--- YOUR ASSIGNMENT ---
Repeat each record below exactly as given.

Segment Open

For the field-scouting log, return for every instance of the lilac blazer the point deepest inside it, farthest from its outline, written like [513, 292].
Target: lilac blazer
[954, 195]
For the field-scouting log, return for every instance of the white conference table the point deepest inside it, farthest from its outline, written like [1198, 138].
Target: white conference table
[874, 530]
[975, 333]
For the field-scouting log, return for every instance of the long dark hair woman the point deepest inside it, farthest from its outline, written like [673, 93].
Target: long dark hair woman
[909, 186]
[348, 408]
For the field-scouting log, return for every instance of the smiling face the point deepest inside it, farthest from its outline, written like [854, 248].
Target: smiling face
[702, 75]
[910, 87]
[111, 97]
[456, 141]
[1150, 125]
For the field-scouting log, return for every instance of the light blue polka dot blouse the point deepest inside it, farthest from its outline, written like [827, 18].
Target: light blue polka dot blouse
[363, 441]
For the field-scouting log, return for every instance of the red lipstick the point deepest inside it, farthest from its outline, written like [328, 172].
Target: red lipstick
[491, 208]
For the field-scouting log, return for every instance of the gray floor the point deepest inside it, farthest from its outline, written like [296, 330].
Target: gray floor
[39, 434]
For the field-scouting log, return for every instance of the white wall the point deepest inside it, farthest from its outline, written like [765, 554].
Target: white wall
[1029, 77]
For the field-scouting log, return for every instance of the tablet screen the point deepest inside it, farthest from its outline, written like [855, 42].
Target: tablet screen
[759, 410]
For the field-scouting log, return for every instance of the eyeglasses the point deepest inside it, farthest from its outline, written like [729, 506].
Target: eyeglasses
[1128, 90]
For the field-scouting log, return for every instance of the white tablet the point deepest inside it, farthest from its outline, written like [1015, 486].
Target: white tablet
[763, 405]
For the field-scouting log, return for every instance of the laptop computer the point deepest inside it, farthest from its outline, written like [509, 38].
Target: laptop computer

Segment Closed

--- PROBLEM SOLUTION ---
For the field-scouting log, return for every instance of the lilac blazer the point deepest inside it, farthest from its outline, written like [513, 292].
Target: lilac blazer
[954, 195]
For the field-scouting log, return for every instance of the white conference table the point deepest inside it, farthest from its outline, written like [1198, 138].
Target: white conference table
[874, 530]
[975, 333]
For the field-scouting log, return for every instance of the long dark hair woman the point deepest inside it, farthest from its outline, written like [673, 93].
Target: long dark hair woman
[909, 186]
[348, 408]
For the field-scouting log, return for every instance of the smiling face the point deepest inside it, farthest from its outline, written like [854, 248].
Target: smiling face
[702, 75]
[910, 87]
[111, 97]
[456, 141]
[1150, 125]
For the field-scouting log, return for every instance of the light blue polka dot blouse the point deepest inside it, farthest from its outline, written like [827, 18].
Target: light blue polka dot blouse
[363, 441]
For the field-scouting log, return for every instance of the red lipstick the point deepest inside it, farthest from its outline, written like [328, 172].
Target: red lipstick
[491, 208]
For the field-scouting log, return for every instance of the gray floor the point deepest inside it, farthest from its outline, written like [296, 330].
Target: gray floor
[39, 434]
For the field-scouting log, return for every instance of the white wall the point deepest inside it, farthest from its outline, written like [765, 554].
Target: white wall
[1029, 77]
For the field-scouting log, return for every instance of the tablet screen the point deepest inside it, farthest from its outline, written like [855, 42].
Target: tablet screen
[759, 410]
For the field-scouting log, return for every instance of the eyeglasses the point deepest inside it, farthest from its outline, written like [729, 506].
Target: eyeglasses
[1128, 90]
For the field-scouting log, return for every instance of the white tablet the point deepest inside it, farthest from its outline, written like [1015, 486].
Target: white tablet
[763, 405]
For the field-scouting log, return for every instance of the laptop computer the point deepest inside it, farthest from its outline, written like [509, 38].
Target: laptop computer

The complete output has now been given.